Exercise directions
Give back each line of the data exactly.

Records shown
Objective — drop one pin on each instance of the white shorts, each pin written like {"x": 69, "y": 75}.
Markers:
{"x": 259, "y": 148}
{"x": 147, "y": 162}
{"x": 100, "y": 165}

Output for this task
Objective — drop one pin on each instance of the white shorts, each pin written like {"x": 69, "y": 75}.
Markers:
{"x": 259, "y": 148}
{"x": 147, "y": 162}
{"x": 100, "y": 165}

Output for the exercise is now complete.